Write out the rows below word for word, from the line containing "the bird's eye." through the last row, including both ends.

***** Data records *****

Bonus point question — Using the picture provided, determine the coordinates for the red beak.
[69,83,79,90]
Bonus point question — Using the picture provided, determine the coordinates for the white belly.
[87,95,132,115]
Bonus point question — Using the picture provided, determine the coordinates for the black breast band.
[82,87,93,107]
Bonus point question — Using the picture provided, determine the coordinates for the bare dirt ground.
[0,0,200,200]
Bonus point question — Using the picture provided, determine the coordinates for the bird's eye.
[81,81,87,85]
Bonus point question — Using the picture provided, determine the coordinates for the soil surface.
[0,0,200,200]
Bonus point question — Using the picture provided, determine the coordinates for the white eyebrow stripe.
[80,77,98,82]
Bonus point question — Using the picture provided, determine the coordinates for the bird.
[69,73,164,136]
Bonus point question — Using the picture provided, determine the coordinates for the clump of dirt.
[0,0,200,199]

*****

Full answer:
Bonus point question — Using the picture provided, determine the coordinates for the bird's eye.
[81,81,87,85]
Bonus point question — Using the picture provided, determine the coordinates for the soil surface.
[0,0,200,200]
Bonus point question — Using the picture provided, determine the coordinates for the white eyebrow stripe.
[80,77,98,82]
Bonus point question — Using the picture provided, determine the coordinates for the bird.
[69,73,164,136]
Bonus point question — Using the picture provided, determine the coordinates for the clump of dirt.
[0,0,200,199]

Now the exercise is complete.